## Work instruction
Output the lines below exactly, please, from the first line until the line with "Guideline: the keypoint for each instance of the police car rear", counting both.

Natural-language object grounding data
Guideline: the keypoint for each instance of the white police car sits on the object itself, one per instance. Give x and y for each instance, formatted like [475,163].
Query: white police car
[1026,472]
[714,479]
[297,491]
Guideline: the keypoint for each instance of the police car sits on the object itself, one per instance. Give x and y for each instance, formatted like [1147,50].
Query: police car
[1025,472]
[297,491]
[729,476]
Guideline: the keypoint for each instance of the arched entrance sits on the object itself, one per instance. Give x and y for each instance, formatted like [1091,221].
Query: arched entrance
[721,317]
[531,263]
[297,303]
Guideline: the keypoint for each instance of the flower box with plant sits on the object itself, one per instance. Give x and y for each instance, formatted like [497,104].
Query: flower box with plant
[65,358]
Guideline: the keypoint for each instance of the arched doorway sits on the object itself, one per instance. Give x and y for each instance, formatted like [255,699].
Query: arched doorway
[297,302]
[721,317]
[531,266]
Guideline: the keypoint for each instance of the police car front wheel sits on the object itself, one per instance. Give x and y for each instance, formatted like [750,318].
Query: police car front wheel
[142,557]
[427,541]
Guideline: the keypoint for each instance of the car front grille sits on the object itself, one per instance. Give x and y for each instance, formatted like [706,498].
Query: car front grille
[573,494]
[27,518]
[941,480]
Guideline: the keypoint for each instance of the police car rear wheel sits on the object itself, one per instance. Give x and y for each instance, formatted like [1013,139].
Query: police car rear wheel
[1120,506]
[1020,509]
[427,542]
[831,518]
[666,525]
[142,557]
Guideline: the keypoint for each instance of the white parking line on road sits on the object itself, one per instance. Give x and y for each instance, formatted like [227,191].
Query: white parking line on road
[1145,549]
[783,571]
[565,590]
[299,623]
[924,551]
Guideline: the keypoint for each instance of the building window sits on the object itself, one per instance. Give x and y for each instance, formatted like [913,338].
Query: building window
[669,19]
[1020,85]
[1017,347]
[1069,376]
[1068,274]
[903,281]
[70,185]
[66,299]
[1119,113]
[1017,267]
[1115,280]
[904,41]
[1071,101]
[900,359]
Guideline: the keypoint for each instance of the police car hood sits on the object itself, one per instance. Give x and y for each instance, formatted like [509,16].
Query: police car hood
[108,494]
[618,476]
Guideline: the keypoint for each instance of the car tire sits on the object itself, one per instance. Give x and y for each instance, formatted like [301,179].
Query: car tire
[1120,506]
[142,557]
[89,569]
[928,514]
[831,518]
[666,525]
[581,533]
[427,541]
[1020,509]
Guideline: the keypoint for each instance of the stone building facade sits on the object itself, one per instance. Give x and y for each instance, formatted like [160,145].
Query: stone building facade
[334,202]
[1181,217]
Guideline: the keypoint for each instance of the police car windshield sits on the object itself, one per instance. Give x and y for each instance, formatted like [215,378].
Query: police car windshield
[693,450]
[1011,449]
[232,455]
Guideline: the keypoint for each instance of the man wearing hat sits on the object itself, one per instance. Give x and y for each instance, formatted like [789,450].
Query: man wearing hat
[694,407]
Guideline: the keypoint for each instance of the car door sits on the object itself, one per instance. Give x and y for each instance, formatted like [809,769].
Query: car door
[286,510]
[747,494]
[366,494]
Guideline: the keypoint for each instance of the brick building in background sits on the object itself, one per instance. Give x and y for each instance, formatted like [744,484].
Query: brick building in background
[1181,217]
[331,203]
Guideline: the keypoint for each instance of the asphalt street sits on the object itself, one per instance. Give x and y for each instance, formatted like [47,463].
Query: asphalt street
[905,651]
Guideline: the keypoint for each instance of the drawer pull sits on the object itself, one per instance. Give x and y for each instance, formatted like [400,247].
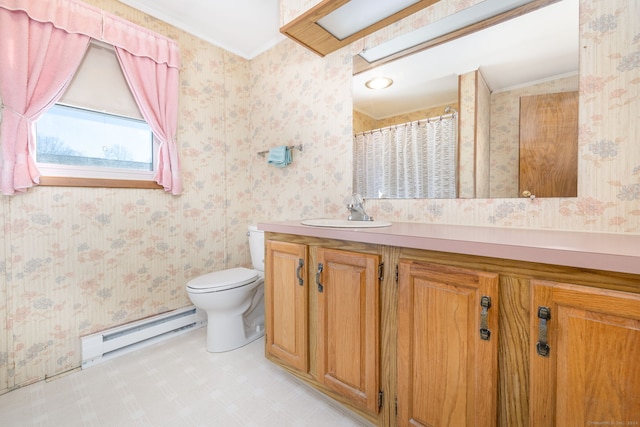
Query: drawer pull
[299,272]
[318,274]
[542,346]
[485,303]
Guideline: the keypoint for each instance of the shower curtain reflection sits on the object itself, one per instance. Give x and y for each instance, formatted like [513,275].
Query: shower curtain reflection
[410,160]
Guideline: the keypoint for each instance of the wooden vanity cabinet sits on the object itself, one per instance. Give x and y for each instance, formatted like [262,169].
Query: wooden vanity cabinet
[286,302]
[322,315]
[447,345]
[584,356]
[411,349]
[348,325]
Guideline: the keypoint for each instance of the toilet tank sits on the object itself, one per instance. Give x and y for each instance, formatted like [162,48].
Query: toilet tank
[256,246]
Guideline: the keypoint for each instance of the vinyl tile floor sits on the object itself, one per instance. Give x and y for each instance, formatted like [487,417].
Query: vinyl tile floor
[176,382]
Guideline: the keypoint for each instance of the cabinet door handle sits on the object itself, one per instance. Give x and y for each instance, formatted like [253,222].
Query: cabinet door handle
[485,303]
[299,271]
[320,268]
[542,346]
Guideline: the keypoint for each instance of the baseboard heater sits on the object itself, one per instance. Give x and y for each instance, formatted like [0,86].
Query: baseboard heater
[103,345]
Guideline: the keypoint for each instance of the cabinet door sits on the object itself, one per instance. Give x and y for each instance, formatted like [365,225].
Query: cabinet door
[585,347]
[348,329]
[447,346]
[286,301]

## Written response
Guideline: the keypoint for each instance of the white police car sits on the object itself, one per instance. Give x and y for each instance, formatted like [475,163].
Query: white police car
[1026,472]
[714,479]
[297,491]
Guideline: the keypoint for each instance of the police car sits on the object itself, one per instance. Give x and y for each instance, formatted like [1147,50].
Query: police car
[1025,472]
[297,491]
[729,476]
Guideline: the keypoint for each instance of the arched entrance sits on the object itself, one per instance. Give x and y for each instance, formatted like [1091,221].
Query: arched entrance
[721,317]
[531,263]
[297,303]
Guideline: the keypoint for each instance of the flower box with plant sits on the object itself, one per instance. Give x and y for each instance, formatted like [497,104].
Query: flower box with plant
[65,358]
Guideline: the keypoint for each instance of the arched doorway sits on the object itself, one per instance. Give x and y for each instance, formatted like [255,699].
Query: arched doorway
[297,302]
[721,317]
[531,266]
Guideline: the keypoint for each instance of the police car front wheel sits on the object itself, one per instance. Give x and y for each instance, formatted like [750,318].
Query: police car front wheel
[142,557]
[427,541]
Guideline: the keypoint for each instance of the car front grille sits on the object itself, one per instance. Give x and y for each instance, formatted like [706,498].
Query: car front grille
[573,494]
[27,518]
[941,480]
Guideline: the keypoint for each instance of the police car rear wheel sits on the object itself, one per instance. Give x and y for each instance, formatted like [1013,139].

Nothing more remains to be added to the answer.